▸ What the task requires:
Within the data that follows, set down exactly the lines from the one containing "point(55, 256)" through the one containing "point(285, 261)", both ends included.

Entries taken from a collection
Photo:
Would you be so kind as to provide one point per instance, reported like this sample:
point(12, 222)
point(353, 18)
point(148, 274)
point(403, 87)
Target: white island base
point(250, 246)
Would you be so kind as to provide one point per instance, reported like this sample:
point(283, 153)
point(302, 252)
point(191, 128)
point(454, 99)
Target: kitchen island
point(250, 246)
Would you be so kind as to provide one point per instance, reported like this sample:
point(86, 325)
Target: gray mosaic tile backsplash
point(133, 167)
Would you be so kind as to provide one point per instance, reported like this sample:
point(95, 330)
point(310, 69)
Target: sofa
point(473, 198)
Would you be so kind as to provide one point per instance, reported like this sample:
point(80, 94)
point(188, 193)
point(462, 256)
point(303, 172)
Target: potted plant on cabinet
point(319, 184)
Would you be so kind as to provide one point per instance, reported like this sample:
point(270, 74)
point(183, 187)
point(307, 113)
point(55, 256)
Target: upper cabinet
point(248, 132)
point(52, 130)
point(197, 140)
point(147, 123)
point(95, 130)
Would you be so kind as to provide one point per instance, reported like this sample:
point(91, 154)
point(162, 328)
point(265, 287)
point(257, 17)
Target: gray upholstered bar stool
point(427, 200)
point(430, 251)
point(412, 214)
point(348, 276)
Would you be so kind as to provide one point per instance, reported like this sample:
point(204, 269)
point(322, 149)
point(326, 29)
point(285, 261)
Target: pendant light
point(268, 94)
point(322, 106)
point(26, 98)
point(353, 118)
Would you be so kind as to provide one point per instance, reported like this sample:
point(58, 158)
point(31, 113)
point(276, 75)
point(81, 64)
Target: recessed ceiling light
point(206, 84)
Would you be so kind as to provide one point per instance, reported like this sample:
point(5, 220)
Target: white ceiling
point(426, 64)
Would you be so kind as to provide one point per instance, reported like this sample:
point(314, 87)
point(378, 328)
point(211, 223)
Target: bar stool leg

▸ Answer:
point(55, 256)
Target: upper cabinet
point(248, 132)
point(52, 130)
point(197, 140)
point(147, 123)
point(95, 130)
Would you be so kind as to provide one point per instance, reported like this sample:
point(91, 154)
point(162, 328)
point(265, 287)
point(257, 17)
Target: gray upholstered bar stool
point(427, 200)
point(430, 251)
point(412, 214)
point(348, 276)
Would you be so kind as to provide one point per instance, reported like this sample:
point(204, 269)
point(322, 149)
point(326, 29)
point(285, 261)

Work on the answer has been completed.